Job: Count the lines in the records below that contain the string "green", treating uppercase and lowercase as different. Reply with the number alone.
##### The input #####
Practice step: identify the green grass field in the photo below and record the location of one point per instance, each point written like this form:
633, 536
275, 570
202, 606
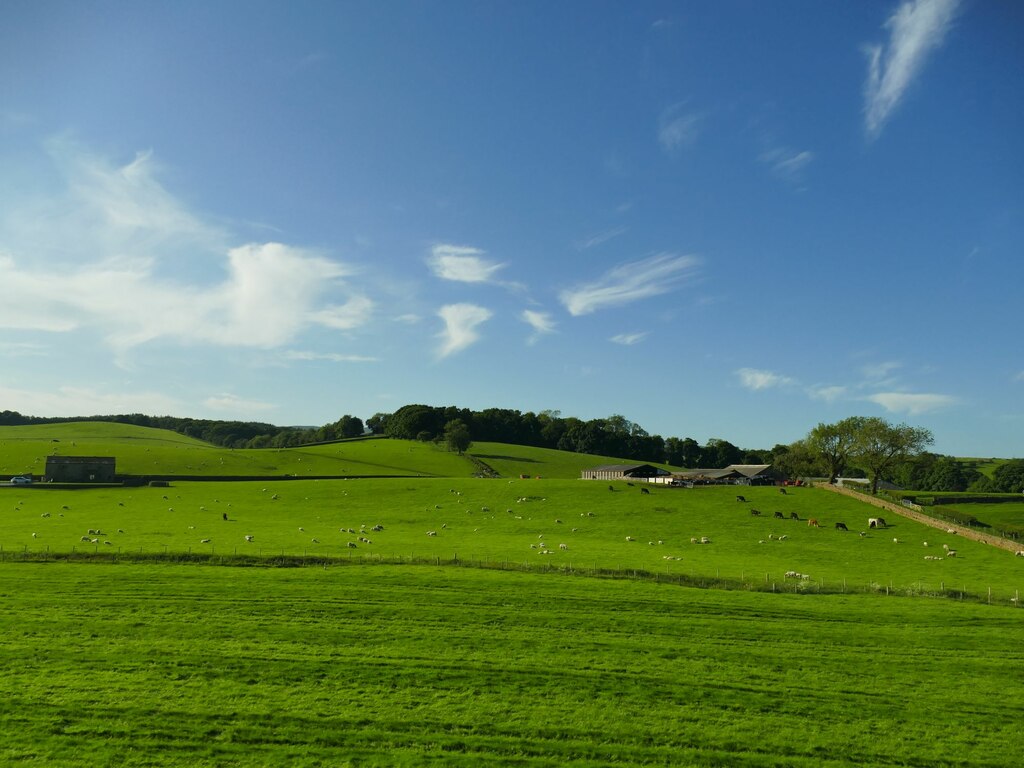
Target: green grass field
374, 666
143, 451
514, 521
122, 649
#####
Reply: 2